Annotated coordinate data
====

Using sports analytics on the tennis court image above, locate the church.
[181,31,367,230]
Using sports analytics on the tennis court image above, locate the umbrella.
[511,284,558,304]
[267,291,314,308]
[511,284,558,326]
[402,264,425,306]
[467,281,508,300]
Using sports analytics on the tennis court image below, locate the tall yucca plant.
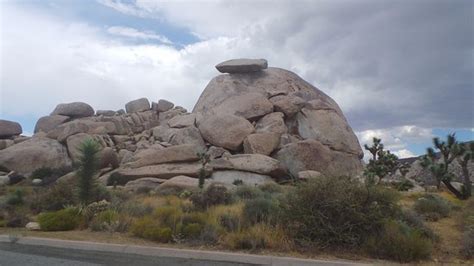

====

Render every line of the data above as a JSON list of strings, one string per line, omitting blank lines and the pictures.

> _Output for this exercise_
[
  "Using sports analytics on the tennis court image above, locate the church.",
  "[181,31,367,230]",
  "Using sports analytics on the tennis court image above, locate the umbrella.",
  "[511,284,558,304]",
  "[267,291,314,308]",
  "[511,284,558,326]",
  "[402,264,425,306]",
  "[467,281,508,300]",
  "Using sports analytics on the tennis court image below, locate the tall yucca plant."
]